INSTRUCTIONS FOR THE TASK ▸ Pick out every line in the items below that contains the word "foot", and copy each one.
___ DATASET ROWS
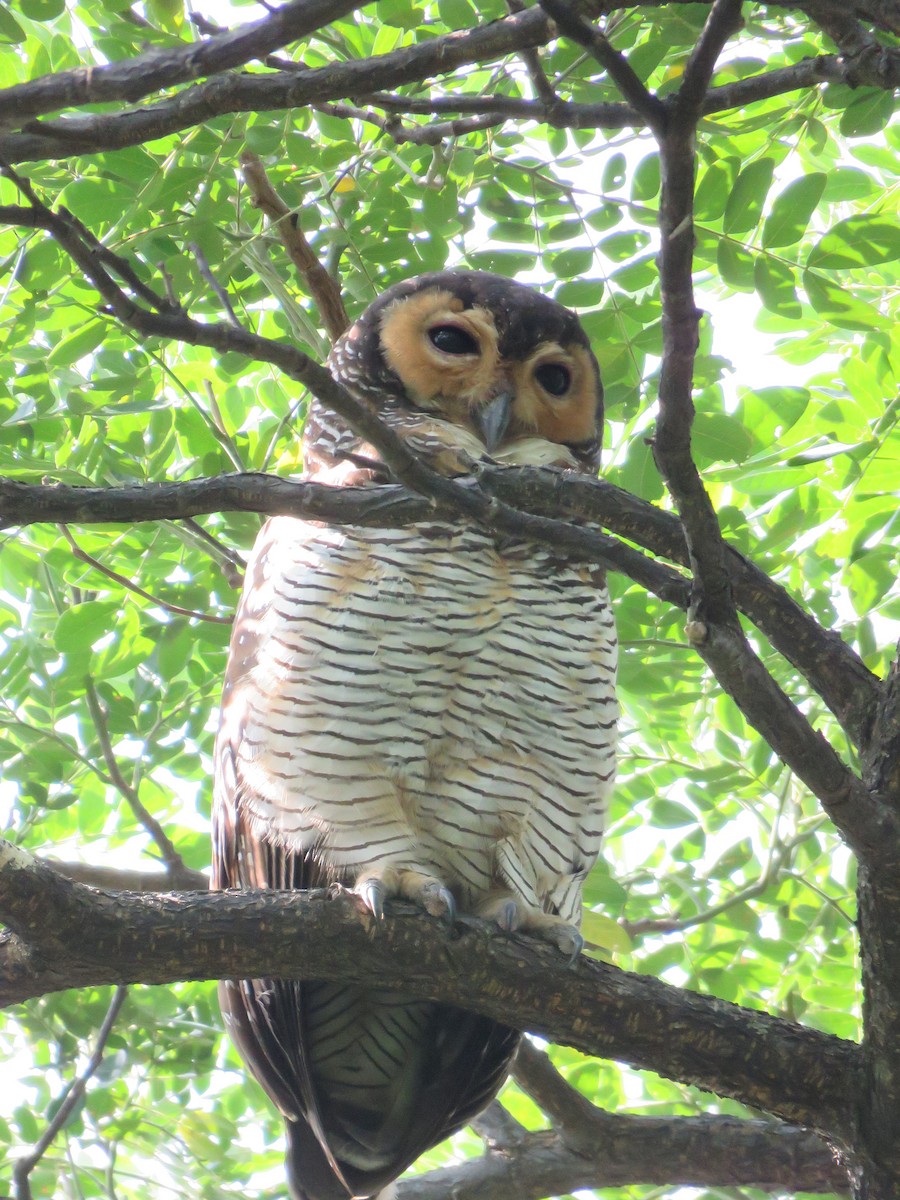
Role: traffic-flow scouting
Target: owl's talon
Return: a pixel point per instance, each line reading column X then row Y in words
column 372, row 893
column 570, row 942
column 508, row 918
column 438, row 901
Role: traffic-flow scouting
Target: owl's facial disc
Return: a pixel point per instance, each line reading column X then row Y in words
column 449, row 361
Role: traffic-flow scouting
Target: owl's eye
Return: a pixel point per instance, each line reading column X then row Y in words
column 453, row 340
column 553, row 377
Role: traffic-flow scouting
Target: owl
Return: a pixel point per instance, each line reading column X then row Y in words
column 425, row 713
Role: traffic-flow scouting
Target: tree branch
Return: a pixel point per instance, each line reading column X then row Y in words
column 799, row 1074
column 324, row 291
column 701, row 1152
column 831, row 666
column 67, row 1102
column 615, row 64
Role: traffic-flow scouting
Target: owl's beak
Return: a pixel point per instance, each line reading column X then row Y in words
column 492, row 419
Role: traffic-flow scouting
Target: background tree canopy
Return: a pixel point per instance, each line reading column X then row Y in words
column 409, row 137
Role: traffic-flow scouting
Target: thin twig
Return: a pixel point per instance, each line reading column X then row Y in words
column 207, row 273
column 84, row 557
column 169, row 855
column 67, row 1102
column 615, row 64
column 323, row 288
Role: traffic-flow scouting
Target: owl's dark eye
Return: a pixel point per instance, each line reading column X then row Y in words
column 553, row 377
column 453, row 340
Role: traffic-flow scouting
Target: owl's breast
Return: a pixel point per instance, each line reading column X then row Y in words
column 471, row 682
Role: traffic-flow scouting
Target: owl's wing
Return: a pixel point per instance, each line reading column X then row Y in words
column 366, row 1080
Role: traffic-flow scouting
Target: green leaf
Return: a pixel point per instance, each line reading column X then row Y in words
column 839, row 306
column 84, row 624
column 777, row 285
column 10, row 29
column 865, row 240
column 719, row 437
column 79, row 345
column 748, row 197
column 792, row 210
column 42, row 10
column 737, row 265
column 603, row 931
column 868, row 113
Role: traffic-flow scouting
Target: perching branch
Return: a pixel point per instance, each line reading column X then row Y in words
column 67, row 1102
column 799, row 1074
column 718, row 635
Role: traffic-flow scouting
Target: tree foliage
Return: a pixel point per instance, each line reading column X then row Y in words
column 407, row 138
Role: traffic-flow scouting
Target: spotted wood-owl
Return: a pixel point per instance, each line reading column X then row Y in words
column 424, row 712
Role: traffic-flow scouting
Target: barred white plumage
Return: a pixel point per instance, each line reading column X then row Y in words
column 426, row 712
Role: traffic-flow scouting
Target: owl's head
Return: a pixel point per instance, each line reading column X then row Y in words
column 481, row 352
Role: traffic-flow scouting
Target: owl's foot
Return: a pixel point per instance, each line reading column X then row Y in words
column 514, row 916
column 377, row 885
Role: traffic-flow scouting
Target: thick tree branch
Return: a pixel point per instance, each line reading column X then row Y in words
column 702, row 1152
column 114, row 879
column 615, row 64
column 40, row 141
column 592, row 1149
column 831, row 666
column 713, row 623
column 150, row 72
column 799, row 1074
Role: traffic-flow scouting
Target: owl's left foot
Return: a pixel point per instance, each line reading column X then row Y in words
column 513, row 915
column 377, row 885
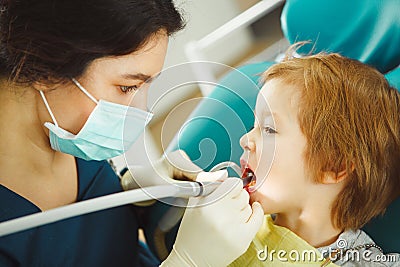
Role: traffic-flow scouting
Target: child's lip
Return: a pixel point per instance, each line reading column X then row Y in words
column 248, row 175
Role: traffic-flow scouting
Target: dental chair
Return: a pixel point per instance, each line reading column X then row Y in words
column 365, row 30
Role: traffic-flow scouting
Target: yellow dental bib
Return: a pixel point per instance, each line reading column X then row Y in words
column 278, row 246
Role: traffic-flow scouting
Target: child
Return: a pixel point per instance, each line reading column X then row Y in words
column 325, row 151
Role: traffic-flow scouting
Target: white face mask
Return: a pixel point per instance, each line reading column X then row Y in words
column 110, row 130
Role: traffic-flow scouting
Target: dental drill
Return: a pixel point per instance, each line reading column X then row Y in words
column 181, row 189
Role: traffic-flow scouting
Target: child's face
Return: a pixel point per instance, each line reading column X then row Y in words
column 273, row 150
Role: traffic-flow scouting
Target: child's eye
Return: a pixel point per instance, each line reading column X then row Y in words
column 269, row 130
column 128, row 89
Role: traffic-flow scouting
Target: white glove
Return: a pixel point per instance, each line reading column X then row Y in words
column 175, row 165
column 218, row 230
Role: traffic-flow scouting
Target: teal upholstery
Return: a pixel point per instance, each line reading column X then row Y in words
column 212, row 132
column 365, row 30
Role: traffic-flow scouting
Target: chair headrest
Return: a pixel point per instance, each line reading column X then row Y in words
column 365, row 30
______
OUTPUT OF THE TASK ▸
Target: owl's foot
Target: owl's left foot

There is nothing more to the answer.